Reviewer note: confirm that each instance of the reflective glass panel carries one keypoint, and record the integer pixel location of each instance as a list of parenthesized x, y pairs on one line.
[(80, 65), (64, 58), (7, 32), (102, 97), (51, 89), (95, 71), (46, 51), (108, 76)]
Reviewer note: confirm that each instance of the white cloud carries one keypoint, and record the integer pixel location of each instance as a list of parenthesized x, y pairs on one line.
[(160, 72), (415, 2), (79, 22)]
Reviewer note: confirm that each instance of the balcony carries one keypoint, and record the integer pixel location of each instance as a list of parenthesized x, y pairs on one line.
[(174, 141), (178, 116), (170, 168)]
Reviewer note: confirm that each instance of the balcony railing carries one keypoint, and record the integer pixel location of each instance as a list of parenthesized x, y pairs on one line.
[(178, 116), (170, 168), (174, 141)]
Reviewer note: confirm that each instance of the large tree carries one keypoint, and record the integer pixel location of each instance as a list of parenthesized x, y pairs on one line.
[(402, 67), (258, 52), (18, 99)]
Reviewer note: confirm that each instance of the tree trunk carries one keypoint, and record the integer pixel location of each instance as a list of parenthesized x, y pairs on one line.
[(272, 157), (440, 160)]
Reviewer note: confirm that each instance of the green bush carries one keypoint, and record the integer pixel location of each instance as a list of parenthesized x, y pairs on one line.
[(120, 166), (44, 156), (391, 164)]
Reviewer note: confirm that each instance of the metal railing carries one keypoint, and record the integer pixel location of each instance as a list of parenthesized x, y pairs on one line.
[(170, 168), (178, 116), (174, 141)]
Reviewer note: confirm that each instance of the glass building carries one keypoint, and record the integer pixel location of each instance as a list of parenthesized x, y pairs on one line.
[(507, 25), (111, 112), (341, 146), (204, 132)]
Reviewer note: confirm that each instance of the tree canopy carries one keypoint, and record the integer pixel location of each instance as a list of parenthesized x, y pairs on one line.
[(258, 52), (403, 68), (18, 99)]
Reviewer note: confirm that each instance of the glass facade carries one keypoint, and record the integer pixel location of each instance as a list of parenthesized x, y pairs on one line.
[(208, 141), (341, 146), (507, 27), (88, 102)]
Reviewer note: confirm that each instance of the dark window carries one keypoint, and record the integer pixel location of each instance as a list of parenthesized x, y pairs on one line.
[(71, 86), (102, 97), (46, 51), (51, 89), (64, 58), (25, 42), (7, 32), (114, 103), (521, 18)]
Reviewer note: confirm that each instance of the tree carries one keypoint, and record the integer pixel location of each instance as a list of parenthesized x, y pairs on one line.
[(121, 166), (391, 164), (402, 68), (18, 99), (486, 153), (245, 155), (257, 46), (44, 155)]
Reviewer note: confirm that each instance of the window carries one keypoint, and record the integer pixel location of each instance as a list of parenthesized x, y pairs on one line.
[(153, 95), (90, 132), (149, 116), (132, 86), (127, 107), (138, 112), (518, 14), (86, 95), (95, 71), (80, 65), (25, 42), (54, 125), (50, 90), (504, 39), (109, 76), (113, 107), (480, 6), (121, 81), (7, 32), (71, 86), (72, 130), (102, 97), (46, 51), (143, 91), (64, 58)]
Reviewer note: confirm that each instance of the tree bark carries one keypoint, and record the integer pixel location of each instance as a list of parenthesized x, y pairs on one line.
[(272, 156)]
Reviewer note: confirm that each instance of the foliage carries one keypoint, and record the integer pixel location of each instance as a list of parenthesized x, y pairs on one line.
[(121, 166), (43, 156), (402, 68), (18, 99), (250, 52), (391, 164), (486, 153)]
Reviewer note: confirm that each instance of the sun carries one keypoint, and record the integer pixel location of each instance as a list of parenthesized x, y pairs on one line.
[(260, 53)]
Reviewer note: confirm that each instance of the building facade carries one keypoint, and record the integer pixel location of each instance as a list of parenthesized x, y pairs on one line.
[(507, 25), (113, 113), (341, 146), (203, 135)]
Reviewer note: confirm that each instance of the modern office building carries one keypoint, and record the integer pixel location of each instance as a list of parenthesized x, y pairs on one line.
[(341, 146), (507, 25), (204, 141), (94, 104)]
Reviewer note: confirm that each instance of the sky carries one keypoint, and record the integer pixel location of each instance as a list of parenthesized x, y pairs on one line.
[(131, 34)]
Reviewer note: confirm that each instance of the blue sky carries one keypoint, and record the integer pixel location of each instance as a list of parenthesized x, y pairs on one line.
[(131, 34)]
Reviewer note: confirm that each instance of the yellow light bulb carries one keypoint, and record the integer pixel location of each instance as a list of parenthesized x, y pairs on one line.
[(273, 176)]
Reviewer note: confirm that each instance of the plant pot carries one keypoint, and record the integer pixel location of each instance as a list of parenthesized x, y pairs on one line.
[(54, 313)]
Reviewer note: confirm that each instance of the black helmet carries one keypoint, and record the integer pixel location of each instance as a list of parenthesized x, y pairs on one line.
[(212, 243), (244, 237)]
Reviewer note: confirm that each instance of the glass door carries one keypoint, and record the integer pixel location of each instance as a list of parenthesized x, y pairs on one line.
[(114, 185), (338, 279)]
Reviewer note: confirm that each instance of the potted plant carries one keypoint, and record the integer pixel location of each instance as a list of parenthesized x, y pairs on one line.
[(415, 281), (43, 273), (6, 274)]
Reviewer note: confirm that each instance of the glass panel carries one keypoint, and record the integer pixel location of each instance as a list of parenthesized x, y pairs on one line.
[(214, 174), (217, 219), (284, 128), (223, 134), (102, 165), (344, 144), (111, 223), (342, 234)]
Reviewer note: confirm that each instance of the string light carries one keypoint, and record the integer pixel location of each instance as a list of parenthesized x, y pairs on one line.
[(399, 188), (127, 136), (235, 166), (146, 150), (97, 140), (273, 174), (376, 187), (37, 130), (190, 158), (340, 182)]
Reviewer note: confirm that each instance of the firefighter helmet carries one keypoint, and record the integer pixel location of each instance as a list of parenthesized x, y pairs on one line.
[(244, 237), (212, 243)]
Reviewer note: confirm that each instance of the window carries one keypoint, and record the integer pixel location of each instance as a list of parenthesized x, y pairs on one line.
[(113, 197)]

▶ [PROBLEM STATEMENT]
Rewrite the material starting at the line containing "Reviewer note: confirm that each instance of the foliage" and ending at the line containing "164), (486, 153)]", putting "greenery" in place of "foliage" and leaving everything else unchanged. Give only those lines.

▶ [THE SOLUTION]
Reviewer note: confirm that each instance of the greenery carries one keypoint, and record the integer pixel location of each instance as a list of parenthesized x, y pairs on one line.
[(121, 166), (43, 156), (402, 68), (18, 99), (250, 52), (391, 164), (486, 153)]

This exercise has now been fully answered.